The task »
Return the stretch of lines from the one containing "the bent stick." through the last line below, copied verbatim with nothing else.
-- begin Raw data --
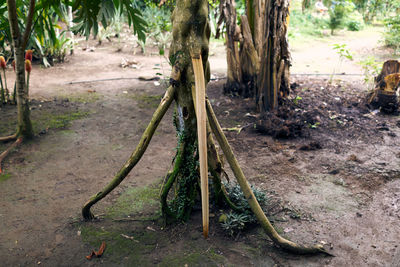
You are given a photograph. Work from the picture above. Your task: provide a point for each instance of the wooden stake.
(201, 114)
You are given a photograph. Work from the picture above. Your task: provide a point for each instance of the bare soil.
(334, 179)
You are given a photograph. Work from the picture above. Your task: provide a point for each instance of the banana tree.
(195, 123)
(261, 67)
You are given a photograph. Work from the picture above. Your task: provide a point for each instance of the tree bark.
(234, 73)
(24, 127)
(264, 55)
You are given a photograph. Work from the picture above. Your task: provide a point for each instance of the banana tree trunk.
(24, 128)
(264, 57)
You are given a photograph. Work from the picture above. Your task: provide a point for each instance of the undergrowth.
(234, 222)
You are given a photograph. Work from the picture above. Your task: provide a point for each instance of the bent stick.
(136, 155)
(248, 193)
-- end Raw data --
Final result »
You are given a photograph. Work from the picture above. Your task: provide a point for each instance of the bent stick.
(136, 155)
(248, 193)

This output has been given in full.